本文:
******************************

男女共同参画・少子化 男女共同参画・少子化

顕彰結果

平成23年度男女共同参画・少子化関連研究活動の支援に関する顕彰事業

2011.12.09

第2回 男女共同参画・少子化に関する研究活動の支援、並びにこれに関する顕彰事業選考結果について

当基金の選考委員会の結果に基づき、受賞者を決定いたしました。
本顕彰事業は、男女共同参画社会の推進、並びに少子化対策が、わが国の健全なる発展に極めて重要であるとの基本認識に立ち、若手研究者等の研究・活動の一層の推進を目指すことを目的としております。

1. 顕彰の趣旨

本顕彰事業は、男女共同参画社会の推進、並びに少子化対策が、わが国の健全なる発展に極めて重要であるとの基本認識に立ち、若手研究者等の研究・活動の一層の推進を目指すものです。

2. 選考委員

(1)    独立行政法人 国立女性教育会館 前理事長 神田 道子氏
(2)    恵泉女学園大学 大学院教授 学術博士 大日向 雅美氏
(3)    株式会社第一生命経済研究所 主任研究員 松田 茂樹氏
(4)    公益社団法人 程ヶ谷基金 理事長 廣幡 忠淳

3. 選考結果

①最優秀賞
お茶の水女子大学大学院 人間文化創成科学研究科 研究院研究員 大木 直子氏
「地方議会における女性の政治参加-神奈川県におけるリクルートメント過程を中心に」

******************************

提供データ:

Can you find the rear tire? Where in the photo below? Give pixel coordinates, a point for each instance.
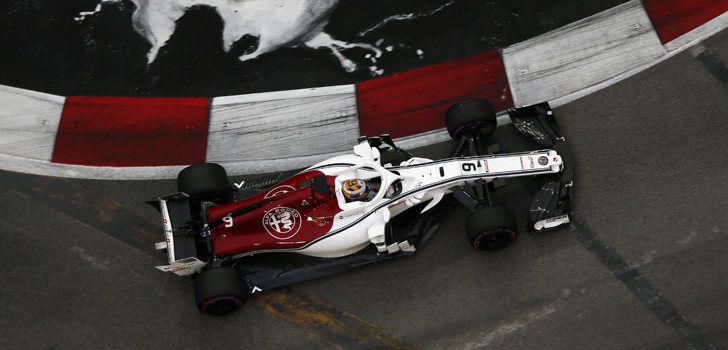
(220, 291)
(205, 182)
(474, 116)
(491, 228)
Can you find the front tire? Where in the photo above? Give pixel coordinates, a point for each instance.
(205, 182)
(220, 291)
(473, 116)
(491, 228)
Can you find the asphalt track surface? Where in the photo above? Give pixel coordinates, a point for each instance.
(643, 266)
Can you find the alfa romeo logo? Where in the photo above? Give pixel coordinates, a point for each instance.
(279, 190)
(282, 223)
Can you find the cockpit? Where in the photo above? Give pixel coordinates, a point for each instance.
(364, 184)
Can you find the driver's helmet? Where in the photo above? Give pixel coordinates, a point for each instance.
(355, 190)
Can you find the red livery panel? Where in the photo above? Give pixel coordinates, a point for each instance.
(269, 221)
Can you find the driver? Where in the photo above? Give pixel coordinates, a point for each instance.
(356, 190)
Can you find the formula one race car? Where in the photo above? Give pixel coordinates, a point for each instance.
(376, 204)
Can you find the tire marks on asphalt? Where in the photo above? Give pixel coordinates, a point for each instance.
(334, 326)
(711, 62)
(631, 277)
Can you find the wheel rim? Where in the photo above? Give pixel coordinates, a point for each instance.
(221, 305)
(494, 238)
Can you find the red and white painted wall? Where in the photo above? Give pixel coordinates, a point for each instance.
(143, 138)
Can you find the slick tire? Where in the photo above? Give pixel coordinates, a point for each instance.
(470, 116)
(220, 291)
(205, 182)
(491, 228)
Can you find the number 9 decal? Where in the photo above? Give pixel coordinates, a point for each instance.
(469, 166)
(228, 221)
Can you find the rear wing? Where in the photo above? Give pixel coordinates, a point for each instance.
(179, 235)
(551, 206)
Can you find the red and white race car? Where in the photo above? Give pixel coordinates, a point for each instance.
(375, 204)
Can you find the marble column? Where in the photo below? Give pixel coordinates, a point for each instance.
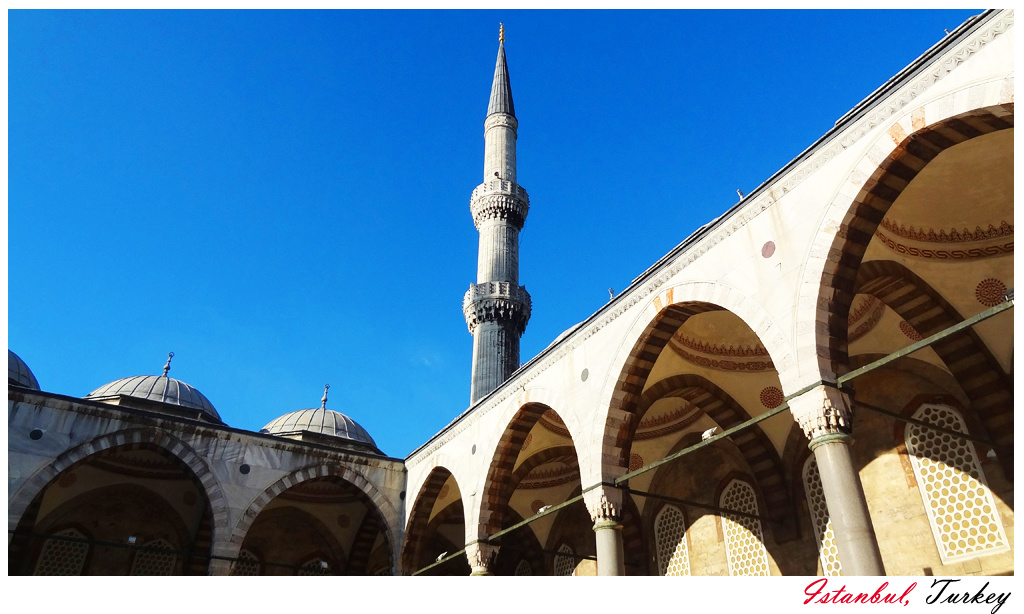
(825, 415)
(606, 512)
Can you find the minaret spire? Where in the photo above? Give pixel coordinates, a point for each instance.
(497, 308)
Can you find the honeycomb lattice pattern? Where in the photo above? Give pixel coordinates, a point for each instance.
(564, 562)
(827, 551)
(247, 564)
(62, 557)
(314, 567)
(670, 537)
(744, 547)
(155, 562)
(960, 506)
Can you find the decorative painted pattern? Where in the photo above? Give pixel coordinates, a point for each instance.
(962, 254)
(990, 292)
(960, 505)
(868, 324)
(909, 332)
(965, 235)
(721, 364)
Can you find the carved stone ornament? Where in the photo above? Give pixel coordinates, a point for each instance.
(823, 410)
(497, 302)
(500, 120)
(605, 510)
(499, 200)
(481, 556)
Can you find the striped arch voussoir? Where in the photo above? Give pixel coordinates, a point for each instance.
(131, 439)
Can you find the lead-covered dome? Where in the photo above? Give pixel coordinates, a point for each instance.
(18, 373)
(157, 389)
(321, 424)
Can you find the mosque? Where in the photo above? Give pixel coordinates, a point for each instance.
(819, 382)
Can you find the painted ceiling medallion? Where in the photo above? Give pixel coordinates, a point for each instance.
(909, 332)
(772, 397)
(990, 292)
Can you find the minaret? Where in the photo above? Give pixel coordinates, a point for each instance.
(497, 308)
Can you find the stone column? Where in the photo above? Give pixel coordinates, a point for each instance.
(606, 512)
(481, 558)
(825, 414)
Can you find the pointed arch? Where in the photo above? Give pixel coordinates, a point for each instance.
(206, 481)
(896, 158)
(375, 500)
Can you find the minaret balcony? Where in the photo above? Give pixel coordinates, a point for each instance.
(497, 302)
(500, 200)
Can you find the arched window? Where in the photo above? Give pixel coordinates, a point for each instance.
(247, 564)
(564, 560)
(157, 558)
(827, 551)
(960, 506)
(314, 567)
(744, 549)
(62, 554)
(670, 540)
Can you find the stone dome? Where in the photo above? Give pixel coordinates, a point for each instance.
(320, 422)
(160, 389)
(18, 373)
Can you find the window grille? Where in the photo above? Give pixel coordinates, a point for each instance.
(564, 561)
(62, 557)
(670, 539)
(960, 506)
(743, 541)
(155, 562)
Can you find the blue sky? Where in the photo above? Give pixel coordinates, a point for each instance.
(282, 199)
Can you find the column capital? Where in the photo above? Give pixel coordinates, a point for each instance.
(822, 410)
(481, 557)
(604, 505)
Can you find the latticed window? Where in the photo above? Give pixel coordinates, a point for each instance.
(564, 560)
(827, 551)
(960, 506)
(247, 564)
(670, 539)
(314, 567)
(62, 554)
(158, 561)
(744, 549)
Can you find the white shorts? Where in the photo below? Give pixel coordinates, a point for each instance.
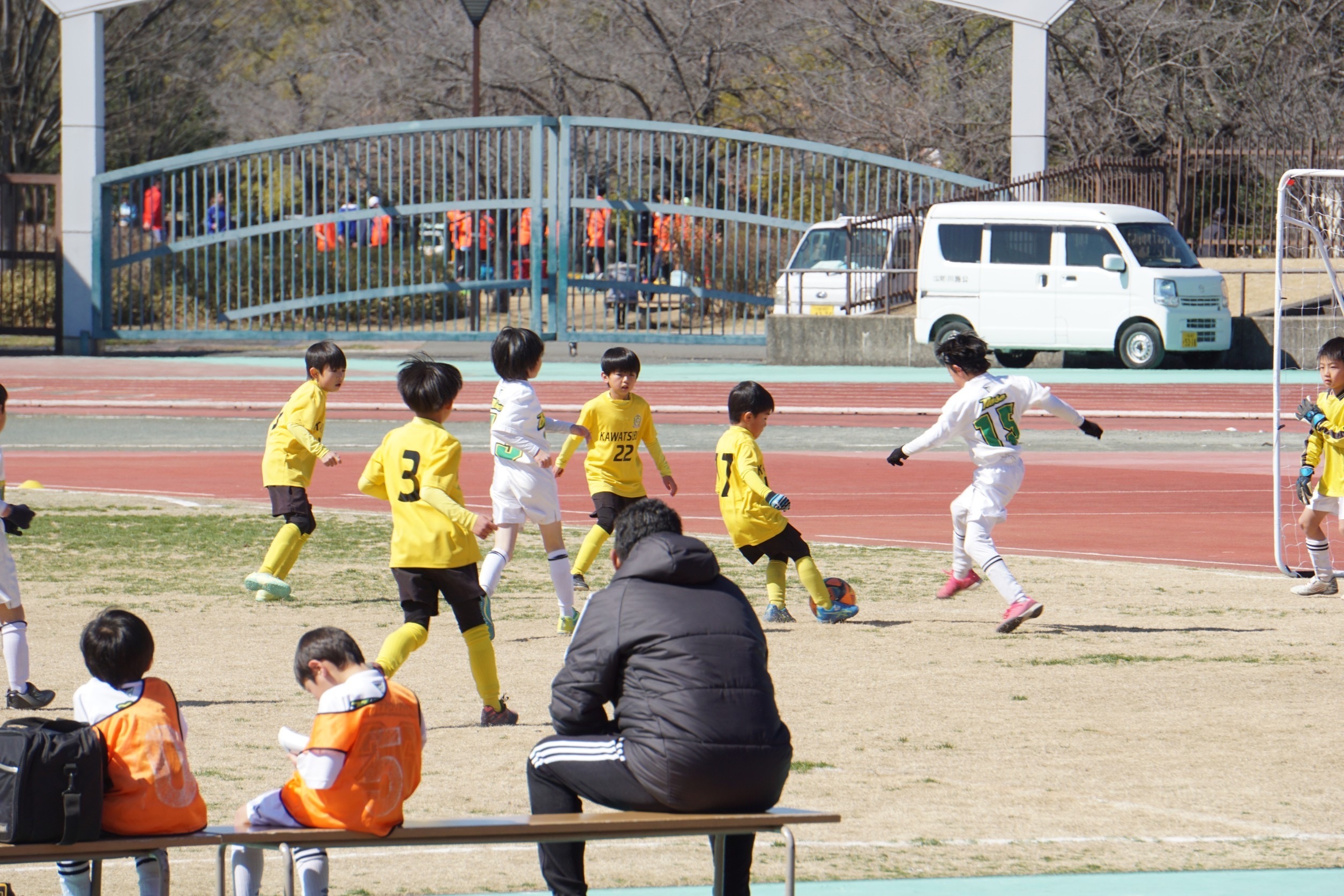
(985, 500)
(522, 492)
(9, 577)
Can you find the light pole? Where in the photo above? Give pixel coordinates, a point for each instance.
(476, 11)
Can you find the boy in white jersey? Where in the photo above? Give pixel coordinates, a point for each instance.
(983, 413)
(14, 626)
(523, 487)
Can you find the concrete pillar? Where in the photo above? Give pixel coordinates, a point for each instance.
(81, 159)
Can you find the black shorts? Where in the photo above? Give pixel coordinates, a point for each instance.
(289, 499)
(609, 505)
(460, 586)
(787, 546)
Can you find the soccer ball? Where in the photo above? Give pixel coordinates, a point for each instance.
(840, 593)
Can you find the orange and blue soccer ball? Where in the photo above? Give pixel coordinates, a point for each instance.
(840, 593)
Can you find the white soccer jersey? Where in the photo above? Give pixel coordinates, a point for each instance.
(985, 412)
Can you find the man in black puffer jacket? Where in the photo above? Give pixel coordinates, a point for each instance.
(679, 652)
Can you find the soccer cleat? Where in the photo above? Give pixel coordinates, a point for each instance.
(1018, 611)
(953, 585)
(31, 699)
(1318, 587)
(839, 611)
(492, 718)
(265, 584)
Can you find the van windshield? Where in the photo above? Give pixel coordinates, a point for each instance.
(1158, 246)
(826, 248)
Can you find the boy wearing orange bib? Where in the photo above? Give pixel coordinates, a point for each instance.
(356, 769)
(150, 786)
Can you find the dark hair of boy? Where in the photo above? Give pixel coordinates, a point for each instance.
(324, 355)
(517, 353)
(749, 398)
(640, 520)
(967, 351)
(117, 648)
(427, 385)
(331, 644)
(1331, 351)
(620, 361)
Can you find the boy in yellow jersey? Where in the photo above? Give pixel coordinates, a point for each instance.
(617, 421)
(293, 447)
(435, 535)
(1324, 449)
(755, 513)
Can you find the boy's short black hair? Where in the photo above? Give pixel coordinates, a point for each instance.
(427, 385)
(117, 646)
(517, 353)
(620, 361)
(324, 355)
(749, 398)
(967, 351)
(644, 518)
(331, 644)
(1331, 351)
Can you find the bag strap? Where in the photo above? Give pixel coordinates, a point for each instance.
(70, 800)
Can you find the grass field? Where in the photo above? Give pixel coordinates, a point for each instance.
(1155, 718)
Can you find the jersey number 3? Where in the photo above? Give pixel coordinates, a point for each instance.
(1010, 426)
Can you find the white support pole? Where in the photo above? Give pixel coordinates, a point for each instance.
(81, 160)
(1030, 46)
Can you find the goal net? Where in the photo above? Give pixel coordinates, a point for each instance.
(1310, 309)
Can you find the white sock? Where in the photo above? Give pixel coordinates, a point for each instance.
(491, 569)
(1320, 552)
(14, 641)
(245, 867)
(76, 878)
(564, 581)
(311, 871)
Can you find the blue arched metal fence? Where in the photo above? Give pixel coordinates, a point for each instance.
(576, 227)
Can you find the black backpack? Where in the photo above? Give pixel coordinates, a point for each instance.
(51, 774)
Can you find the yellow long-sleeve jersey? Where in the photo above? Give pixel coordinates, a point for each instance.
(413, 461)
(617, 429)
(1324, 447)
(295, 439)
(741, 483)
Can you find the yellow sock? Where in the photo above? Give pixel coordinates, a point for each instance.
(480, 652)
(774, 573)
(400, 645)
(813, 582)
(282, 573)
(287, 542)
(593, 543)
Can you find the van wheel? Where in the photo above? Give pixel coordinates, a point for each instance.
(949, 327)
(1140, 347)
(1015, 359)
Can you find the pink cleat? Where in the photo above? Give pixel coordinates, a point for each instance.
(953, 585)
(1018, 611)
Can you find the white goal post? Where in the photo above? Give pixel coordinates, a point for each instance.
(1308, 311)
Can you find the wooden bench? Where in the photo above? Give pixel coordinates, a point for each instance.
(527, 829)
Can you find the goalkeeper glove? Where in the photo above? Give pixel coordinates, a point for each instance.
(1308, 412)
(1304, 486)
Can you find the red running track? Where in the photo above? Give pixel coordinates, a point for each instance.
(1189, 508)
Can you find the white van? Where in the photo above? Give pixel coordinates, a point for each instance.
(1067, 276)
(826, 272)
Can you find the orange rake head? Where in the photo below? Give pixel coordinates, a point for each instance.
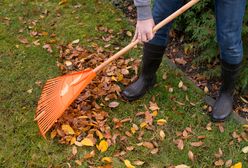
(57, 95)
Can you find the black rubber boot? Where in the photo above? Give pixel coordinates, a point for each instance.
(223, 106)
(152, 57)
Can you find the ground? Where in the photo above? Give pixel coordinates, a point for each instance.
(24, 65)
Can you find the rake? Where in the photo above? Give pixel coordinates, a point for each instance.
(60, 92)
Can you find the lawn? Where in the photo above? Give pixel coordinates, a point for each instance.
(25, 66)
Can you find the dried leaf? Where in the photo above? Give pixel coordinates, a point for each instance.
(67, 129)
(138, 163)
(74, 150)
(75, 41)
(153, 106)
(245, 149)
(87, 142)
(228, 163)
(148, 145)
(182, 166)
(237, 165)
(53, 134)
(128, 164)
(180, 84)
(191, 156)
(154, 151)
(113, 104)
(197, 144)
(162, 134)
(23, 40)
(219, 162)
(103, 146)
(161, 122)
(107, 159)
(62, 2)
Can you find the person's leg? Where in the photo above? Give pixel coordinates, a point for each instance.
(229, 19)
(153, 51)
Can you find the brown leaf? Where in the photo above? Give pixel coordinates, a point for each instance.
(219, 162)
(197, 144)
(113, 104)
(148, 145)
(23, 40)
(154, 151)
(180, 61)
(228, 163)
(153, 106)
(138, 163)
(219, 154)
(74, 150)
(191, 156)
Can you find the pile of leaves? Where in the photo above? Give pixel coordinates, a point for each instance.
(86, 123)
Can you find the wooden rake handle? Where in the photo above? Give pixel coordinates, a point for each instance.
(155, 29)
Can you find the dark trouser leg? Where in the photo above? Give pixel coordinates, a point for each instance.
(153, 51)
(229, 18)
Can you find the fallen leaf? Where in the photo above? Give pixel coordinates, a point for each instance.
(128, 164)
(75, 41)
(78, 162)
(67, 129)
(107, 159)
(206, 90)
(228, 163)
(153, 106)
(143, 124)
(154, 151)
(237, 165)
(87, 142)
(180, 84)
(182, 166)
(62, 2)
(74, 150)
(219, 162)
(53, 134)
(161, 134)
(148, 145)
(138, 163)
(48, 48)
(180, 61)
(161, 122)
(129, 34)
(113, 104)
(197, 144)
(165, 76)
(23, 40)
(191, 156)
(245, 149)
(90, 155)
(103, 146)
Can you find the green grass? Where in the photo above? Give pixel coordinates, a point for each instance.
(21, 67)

******************************

指示:
[1] 本文の「当基金の選考委員会の結果に基づき、受賞者を決定いたしました。」を英語に訳してください。
[2] 一覧の中から「dark」という文字列を含む行をすべて探し、書き写してください。大文字と小文字は区別します。

解答:
[1] Based on the results of the Foundation's selection committee, the award recipients have been determined.

[2]
Can you find the dark hair of boy? Where in the photo above? Give pixel coordinates, a point for each instance.
Can you find the dark trouser leg? Where in the photo above? Give pixel coordinates, a point for each instance.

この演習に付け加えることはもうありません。